The reply to the records below should contain exactly the lines from the line with "Study the picture above. For each instance of the tree, find" through the line with "Study the picture above. For each instance of the person in", and nothing besides.

Data section below:

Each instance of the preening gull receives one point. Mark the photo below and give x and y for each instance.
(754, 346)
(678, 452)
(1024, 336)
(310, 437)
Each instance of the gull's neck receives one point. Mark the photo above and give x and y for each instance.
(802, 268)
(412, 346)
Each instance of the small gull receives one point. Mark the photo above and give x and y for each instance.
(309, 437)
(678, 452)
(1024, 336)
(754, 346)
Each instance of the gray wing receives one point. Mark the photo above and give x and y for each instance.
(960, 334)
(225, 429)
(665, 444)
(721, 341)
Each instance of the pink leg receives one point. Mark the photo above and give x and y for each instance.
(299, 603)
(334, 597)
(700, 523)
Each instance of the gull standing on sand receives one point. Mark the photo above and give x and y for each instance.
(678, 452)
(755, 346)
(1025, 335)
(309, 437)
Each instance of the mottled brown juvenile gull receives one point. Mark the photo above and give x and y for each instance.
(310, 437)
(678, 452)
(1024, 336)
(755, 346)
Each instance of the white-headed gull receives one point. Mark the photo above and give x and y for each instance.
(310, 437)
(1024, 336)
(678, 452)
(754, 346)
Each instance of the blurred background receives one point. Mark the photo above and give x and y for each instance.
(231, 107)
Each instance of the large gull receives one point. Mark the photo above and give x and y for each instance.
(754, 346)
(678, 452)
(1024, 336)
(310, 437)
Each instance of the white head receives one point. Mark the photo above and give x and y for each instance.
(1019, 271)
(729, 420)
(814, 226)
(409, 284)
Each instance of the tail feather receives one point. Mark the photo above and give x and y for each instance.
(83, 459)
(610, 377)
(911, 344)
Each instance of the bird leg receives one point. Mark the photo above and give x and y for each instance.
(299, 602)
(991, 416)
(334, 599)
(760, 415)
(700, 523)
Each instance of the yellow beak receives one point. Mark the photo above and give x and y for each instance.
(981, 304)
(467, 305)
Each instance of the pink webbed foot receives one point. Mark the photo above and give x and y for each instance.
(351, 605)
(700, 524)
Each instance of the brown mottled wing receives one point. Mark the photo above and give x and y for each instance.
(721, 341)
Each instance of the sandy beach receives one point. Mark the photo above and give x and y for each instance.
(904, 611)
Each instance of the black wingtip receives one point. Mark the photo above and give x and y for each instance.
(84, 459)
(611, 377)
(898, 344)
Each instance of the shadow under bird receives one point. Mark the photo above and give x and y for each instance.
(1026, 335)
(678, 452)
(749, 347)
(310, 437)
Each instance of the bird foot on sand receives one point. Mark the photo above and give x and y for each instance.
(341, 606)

End of Data section.
Data section below:

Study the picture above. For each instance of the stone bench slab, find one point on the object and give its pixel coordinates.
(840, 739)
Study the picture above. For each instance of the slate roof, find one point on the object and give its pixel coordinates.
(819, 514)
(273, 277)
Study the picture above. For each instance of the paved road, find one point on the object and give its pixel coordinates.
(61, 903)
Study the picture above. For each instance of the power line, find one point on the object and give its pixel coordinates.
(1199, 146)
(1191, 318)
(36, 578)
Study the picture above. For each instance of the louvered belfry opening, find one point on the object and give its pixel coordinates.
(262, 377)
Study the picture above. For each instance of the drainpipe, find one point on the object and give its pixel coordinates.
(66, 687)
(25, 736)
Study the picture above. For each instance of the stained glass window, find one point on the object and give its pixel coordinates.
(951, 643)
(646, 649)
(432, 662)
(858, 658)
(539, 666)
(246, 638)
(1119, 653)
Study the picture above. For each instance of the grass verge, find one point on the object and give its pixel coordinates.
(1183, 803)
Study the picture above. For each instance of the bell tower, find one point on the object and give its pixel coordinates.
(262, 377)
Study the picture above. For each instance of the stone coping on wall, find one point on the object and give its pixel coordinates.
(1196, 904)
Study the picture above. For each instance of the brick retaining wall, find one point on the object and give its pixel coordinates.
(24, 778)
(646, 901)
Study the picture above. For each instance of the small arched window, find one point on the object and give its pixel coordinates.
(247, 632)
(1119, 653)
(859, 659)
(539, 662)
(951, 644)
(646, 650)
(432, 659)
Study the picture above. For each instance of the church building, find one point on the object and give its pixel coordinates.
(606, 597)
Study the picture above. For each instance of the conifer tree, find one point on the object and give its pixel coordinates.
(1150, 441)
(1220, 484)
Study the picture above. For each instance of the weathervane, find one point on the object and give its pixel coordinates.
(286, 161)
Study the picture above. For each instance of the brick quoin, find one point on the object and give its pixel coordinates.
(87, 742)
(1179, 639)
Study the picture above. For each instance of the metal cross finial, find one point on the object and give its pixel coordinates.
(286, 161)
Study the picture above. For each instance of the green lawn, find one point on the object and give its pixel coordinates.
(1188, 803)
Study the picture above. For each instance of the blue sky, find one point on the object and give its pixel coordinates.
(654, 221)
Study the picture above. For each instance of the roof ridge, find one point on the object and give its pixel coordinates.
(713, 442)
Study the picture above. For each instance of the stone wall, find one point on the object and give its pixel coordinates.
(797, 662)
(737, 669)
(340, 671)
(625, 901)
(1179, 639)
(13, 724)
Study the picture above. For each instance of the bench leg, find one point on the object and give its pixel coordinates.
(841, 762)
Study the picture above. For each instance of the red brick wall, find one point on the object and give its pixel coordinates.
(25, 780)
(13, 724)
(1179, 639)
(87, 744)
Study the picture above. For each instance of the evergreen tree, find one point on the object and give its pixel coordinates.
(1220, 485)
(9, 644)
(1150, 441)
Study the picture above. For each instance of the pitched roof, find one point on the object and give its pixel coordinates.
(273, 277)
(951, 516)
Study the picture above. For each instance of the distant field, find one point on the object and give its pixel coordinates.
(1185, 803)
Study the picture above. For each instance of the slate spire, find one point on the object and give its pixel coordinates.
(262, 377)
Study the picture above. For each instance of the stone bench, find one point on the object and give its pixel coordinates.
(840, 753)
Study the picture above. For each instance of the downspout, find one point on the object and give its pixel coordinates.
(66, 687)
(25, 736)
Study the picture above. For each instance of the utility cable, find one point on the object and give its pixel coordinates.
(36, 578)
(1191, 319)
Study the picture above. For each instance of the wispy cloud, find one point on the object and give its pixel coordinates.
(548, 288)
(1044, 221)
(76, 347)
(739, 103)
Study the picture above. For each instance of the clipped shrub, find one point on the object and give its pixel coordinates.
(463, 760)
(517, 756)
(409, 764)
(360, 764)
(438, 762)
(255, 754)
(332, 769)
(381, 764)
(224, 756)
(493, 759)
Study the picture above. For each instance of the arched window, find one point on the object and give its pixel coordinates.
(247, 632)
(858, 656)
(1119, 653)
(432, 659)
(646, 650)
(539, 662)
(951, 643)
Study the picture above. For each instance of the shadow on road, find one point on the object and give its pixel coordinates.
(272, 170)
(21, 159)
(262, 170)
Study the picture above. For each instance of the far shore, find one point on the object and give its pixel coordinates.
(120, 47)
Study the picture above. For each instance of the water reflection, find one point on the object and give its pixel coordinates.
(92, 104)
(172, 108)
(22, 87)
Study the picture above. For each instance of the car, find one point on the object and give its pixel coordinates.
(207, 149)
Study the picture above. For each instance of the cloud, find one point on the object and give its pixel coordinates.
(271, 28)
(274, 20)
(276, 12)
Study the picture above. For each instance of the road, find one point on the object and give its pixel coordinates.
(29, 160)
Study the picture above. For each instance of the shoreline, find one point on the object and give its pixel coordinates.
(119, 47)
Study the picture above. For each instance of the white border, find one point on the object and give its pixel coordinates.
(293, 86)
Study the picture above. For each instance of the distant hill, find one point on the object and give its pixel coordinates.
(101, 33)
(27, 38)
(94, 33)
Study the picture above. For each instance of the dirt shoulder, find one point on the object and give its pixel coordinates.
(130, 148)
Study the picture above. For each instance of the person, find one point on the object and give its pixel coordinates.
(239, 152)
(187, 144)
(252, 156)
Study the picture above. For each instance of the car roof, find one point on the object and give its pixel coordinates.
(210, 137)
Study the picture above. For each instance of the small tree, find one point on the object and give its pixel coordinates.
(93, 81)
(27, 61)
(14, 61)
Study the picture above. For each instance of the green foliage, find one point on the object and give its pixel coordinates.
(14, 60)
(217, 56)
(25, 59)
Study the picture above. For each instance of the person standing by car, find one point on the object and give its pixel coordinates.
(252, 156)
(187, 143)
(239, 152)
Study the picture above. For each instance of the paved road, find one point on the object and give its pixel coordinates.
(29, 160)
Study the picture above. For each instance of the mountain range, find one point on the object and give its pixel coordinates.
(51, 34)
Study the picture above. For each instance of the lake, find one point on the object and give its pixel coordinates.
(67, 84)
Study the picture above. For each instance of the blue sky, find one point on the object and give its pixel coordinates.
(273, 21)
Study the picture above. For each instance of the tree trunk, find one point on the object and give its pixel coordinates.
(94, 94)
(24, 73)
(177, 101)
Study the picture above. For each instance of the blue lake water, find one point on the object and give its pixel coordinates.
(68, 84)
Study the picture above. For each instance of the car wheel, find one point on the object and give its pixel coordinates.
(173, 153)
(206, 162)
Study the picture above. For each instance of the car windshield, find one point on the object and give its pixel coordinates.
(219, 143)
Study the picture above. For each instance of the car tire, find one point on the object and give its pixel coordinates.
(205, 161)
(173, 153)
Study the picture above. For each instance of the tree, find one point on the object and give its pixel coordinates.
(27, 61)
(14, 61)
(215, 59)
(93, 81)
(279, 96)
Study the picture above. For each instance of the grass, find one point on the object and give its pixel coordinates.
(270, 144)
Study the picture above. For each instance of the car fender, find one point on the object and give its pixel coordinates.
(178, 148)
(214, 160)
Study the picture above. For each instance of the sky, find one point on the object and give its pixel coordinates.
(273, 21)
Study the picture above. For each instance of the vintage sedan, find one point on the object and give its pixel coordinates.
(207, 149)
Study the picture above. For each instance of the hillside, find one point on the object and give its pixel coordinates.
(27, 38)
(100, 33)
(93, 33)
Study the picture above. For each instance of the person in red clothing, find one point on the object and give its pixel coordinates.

End of Data section.
Data section below:

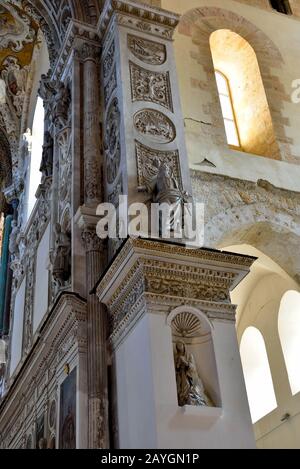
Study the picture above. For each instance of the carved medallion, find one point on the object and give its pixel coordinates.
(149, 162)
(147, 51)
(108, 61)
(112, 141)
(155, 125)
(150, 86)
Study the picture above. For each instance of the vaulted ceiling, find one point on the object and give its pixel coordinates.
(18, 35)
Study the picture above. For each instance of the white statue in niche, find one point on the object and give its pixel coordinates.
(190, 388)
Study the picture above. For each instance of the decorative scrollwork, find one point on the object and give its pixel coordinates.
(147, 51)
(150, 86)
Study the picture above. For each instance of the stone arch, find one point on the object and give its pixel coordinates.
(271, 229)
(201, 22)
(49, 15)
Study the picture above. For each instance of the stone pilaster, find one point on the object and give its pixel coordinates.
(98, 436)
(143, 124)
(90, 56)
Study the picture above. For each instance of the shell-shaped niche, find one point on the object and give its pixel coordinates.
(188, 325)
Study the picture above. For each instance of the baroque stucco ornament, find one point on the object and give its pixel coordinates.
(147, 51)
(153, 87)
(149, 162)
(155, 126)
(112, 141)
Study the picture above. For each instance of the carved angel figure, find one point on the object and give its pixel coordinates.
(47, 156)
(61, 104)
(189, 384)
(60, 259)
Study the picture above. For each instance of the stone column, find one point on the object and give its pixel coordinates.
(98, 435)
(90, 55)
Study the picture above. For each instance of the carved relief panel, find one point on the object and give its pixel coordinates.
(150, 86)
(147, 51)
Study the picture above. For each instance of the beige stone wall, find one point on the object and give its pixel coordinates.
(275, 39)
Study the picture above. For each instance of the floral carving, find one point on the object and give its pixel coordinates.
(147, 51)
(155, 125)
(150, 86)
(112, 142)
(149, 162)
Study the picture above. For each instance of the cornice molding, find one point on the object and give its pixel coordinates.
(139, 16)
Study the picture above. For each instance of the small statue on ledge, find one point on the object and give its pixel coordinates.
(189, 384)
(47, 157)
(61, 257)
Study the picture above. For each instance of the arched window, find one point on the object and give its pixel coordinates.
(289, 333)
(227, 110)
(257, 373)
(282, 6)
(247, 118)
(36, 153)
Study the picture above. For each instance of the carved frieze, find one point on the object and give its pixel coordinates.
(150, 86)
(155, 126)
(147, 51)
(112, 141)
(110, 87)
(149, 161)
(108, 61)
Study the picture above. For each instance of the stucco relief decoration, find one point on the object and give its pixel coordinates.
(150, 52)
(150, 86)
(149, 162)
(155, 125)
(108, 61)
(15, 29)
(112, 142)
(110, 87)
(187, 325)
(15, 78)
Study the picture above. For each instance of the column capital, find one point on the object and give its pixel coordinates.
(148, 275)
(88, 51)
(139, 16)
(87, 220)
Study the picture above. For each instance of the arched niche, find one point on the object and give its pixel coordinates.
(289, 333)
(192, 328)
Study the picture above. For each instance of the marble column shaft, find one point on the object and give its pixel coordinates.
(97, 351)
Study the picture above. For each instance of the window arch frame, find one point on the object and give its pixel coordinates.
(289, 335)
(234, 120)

End of Data section.

### Finished task
Study the picture above. For each instance of the tree, find one point on the object and give its pixel coordinates.
(27, 61)
(14, 61)
(215, 59)
(93, 81)
(279, 96)
Study the picture above. For each instance of the grass, find one point on the object and give its pixel coordinates.
(270, 144)
Study the picture above. For each instance of the car fender, find one point on the object and give its pixel coordinates.
(178, 148)
(214, 160)
Study the picture above. For each instance of the sky, find one point on the object and give its pixel coordinates.
(273, 21)
Study the picture above. For each instance of the vintage sedan, find one point on the object and give its pixel coordinates.
(207, 149)
Study the picture above. For each instance of the hillside, find one point on the object and give its pixel coordinates.
(27, 38)
(100, 33)
(93, 33)
Study the picture above. For each instance of the person in red clothing, find one point on the object and give its pixel coordinates.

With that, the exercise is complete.